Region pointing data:
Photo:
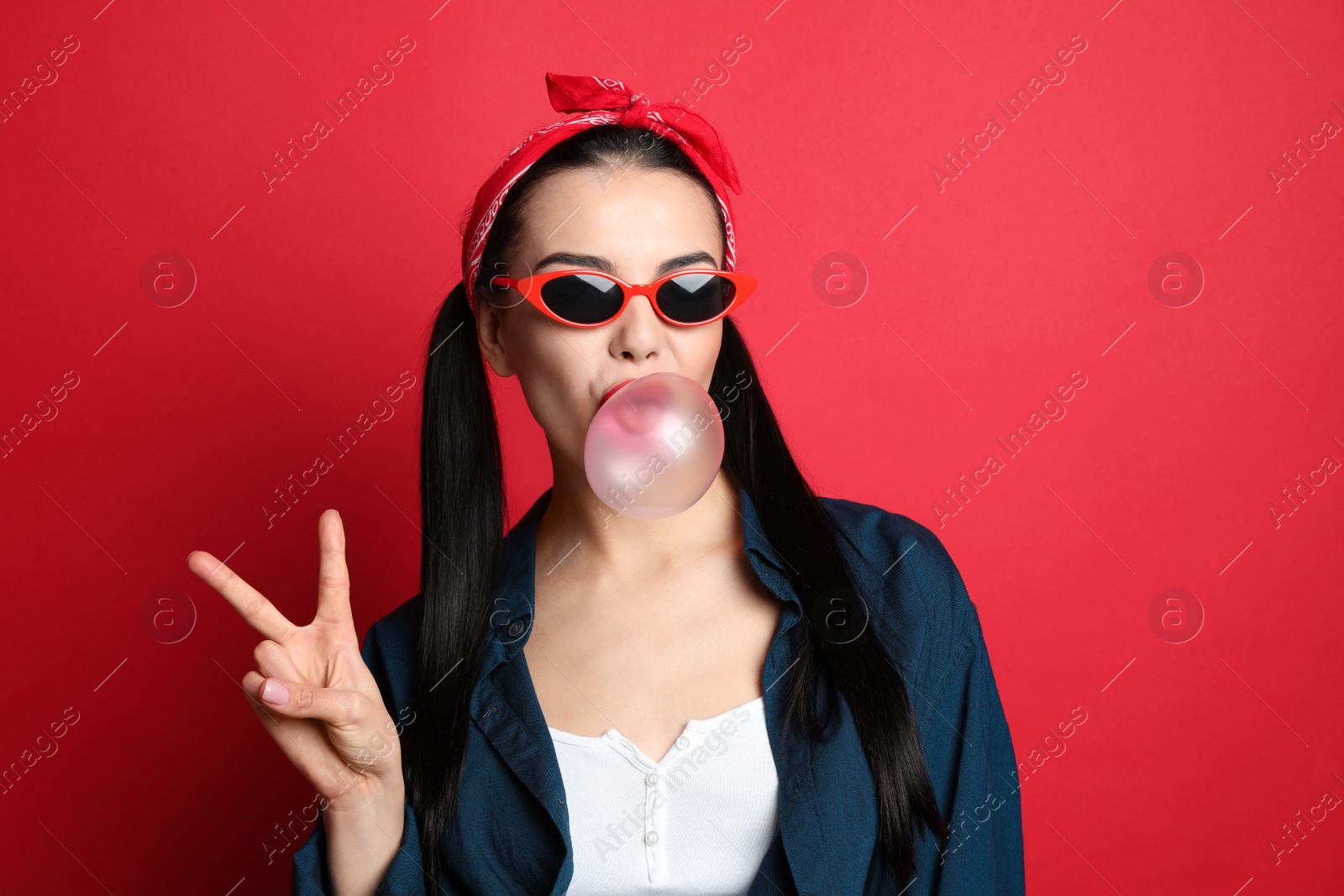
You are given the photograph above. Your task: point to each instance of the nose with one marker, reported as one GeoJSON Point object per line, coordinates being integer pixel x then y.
{"type": "Point", "coordinates": [638, 333]}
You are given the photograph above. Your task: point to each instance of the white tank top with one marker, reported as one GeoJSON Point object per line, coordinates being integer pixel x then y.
{"type": "Point", "coordinates": [698, 822]}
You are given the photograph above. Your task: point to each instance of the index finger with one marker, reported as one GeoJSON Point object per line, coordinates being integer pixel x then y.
{"type": "Point", "coordinates": [255, 609]}
{"type": "Point", "coordinates": [333, 575]}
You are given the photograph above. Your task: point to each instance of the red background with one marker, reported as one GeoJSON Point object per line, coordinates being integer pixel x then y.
{"type": "Point", "coordinates": [1030, 265]}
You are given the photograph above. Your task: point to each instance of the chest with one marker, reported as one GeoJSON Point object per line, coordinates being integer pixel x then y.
{"type": "Point", "coordinates": [648, 658]}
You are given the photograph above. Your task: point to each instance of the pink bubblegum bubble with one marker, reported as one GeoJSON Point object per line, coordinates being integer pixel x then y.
{"type": "Point", "coordinates": [655, 446]}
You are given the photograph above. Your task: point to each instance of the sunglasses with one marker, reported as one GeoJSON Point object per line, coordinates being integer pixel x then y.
{"type": "Point", "coordinates": [591, 297]}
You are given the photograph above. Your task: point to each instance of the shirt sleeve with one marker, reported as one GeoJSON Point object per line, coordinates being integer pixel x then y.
{"type": "Point", "coordinates": [403, 878]}
{"type": "Point", "coordinates": [976, 782]}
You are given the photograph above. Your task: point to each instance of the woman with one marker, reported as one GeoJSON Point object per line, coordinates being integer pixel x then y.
{"type": "Point", "coordinates": [765, 694]}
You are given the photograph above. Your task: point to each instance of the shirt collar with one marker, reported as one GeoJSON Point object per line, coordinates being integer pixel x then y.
{"type": "Point", "coordinates": [512, 617]}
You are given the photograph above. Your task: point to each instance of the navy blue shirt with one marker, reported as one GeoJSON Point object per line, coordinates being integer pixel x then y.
{"type": "Point", "coordinates": [511, 833]}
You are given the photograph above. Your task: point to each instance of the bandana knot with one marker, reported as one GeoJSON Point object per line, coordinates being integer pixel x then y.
{"type": "Point", "coordinates": [598, 101]}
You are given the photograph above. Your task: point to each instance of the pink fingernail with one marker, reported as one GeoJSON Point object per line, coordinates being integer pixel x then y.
{"type": "Point", "coordinates": [276, 694]}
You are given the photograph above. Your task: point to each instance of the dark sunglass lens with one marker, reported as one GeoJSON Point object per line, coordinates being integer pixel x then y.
{"type": "Point", "coordinates": [582, 298]}
{"type": "Point", "coordinates": [694, 298]}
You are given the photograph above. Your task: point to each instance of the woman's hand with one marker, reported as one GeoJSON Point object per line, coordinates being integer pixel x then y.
{"type": "Point", "coordinates": [313, 694]}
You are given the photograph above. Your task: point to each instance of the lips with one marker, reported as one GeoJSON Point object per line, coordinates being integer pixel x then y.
{"type": "Point", "coordinates": [612, 391]}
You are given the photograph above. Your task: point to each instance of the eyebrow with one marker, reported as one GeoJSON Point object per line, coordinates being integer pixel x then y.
{"type": "Point", "coordinates": [597, 262]}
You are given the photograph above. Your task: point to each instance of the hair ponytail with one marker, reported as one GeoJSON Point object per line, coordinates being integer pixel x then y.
{"type": "Point", "coordinates": [461, 548]}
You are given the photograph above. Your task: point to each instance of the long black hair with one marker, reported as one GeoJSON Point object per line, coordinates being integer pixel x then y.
{"type": "Point", "coordinates": [463, 546]}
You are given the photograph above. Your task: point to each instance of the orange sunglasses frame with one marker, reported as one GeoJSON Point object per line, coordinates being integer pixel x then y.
{"type": "Point", "coordinates": [531, 289]}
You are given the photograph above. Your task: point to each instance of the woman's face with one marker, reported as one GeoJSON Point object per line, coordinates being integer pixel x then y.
{"type": "Point", "coordinates": [636, 224]}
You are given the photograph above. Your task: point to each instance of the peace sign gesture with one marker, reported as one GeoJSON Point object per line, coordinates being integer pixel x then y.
{"type": "Point", "coordinates": [313, 694]}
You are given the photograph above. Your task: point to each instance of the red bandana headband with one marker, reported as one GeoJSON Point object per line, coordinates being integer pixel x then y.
{"type": "Point", "coordinates": [601, 101]}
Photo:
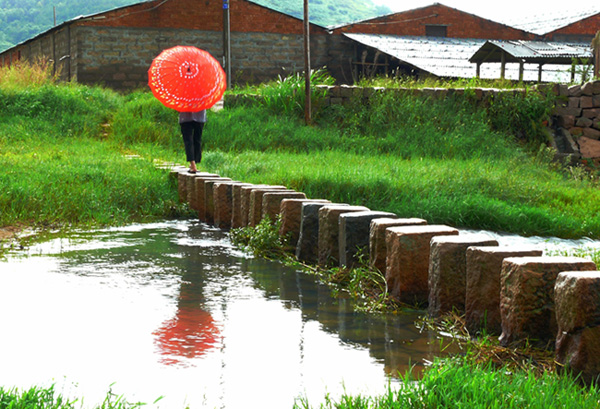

## [Task]
Reproduce each line of the records above, exactly and without pictures.

## [Response to this exercise]
Photo:
You are given the photograph above. Your task: point to each instance of the nose with one marker, reported as one GeoJSON Point object per line, coordinates being integer pixel x then y.
{"type": "Point", "coordinates": [638, 333]}
You are given the photograph above. Your task: point to each instance of the white tank top with one marker, reported as one GeoJSON Point object per line, coordinates being integer pixel x then y.
{"type": "Point", "coordinates": [698, 822]}
You are given the photograph above. Your task: point to each instance of the index finger with one marker, reported as one GeoJSON Point object per line, coordinates being integer pixel x then y.
{"type": "Point", "coordinates": [255, 609]}
{"type": "Point", "coordinates": [333, 575]}
You are given the photograph above. Your task: point to each instance of the red background with one marker, reported as one GeoJSON Point object per line, coordinates being integer pixel x then y.
{"type": "Point", "coordinates": [1030, 265]}
You are given the photograph above. Your task: point to each instance of the chest with one marker, reported as one GeoJSON Point object per line, coordinates being integer pixel x then y.
{"type": "Point", "coordinates": [648, 658]}
You are given the photograph above. Your task: point to each instance of the pink bubblegum bubble with one marker, reported as one GeoJSON Point object per line, coordinates being integer pixel x then y.
{"type": "Point", "coordinates": [655, 446]}
You are given the photograph above. Your task: point to each instance of the sunglasses with one marker, reported as one GeoJSON Point object per line, coordinates being integer pixel x then y.
{"type": "Point", "coordinates": [591, 297]}
You are given the photograph above. Your task: point to each instance of the shirt sleeve with one marker, reported as one GeoJSON Point object per line, coordinates being integer pixel x then y.
{"type": "Point", "coordinates": [403, 878]}
{"type": "Point", "coordinates": [976, 782]}
You are given the photograph above. Your task: point to each instance of the woman with one marker, reported as one GeoJSON Point object per line, coordinates being integer pixel x then y.
{"type": "Point", "coordinates": [765, 694]}
You are given the photograph above. Your task: point to each instance of the shirt collar with one marker, reported as one GeoJSON Point object per line, coordinates being integer pixel x then y.
{"type": "Point", "coordinates": [512, 617]}
You are given the photograph above. Your task: point to each instance of the navy blue shirt with one marker, reported as one GeoJSON Point object per line, coordinates being integer pixel x then y.
{"type": "Point", "coordinates": [511, 833]}
You are given the photograph above. Your task: point to each instance of the bandana knot with one marker, reported as one GeoJSON Point object per line, coordinates being integer pixel x then y.
{"type": "Point", "coordinates": [598, 101]}
You are given the photograph above. Your task: point to each instance of the pink fingernail with one marker, reported as one GeoJSON Point object per line, coordinates being integer pixel x then y.
{"type": "Point", "coordinates": [276, 694]}
You are given the photograph above. Your task: point to each instance of the dark sunglass lens with one marker, reported as one GeoJSON Point object per line, coordinates being integer pixel x then y.
{"type": "Point", "coordinates": [582, 298]}
{"type": "Point", "coordinates": [694, 298]}
You are given the photograph above. Your task: point to each instance of the woman's hand with one marker, reported as one GeoJSON Point object per line, coordinates being integer pixel x then y.
{"type": "Point", "coordinates": [313, 694]}
You are given the photograph above. Your task: point to each instance of the lips with one marker, reported as one GeoJSON Point object per line, coordinates being integer pixel x then y.
{"type": "Point", "coordinates": [612, 391]}
You are given the photograph above. Your task: point to each instance of the eyebrow with one marker, reported as one GeoJSON Point object per line, coordinates being integer pixel x then y.
{"type": "Point", "coordinates": [597, 262]}
You are given the photograph above. Your task: point to each instance of the hair ponytail with one marker, reported as one GeoJSON Point object per line, coordinates being integer pixel x then y.
{"type": "Point", "coordinates": [461, 548]}
You are given the photograph above. Your task: point to each instance of the long black hair with one marker, reported as one GeoJSON Point object per line, coordinates being integer pixel x then y.
{"type": "Point", "coordinates": [463, 546]}
You are given the photograph above. Your task: point to each instance of the orange sunglasses frame with one marker, reported as one GeoJSON Point object per line, coordinates being integer pixel x then y.
{"type": "Point", "coordinates": [531, 289]}
You are given the photograph above. Your task: point to each instance of the woman's face with one marker, reported as one GeoJSON Point object per line, coordinates being integer pixel x then y.
{"type": "Point", "coordinates": [636, 224]}
You are given the photograph above. Your task: point to each instance of the peace sign gesture with one marker, reported as one GeoJSON Point object per line, coordinates being integer pixel x then y.
{"type": "Point", "coordinates": [313, 694]}
You are given the photograph above. Your task: point to each instance of the red bandana headband with one marker, reported as one GeoJSON Point object per line, coordinates being integer pixel x then y.
{"type": "Point", "coordinates": [601, 101]}
Photo:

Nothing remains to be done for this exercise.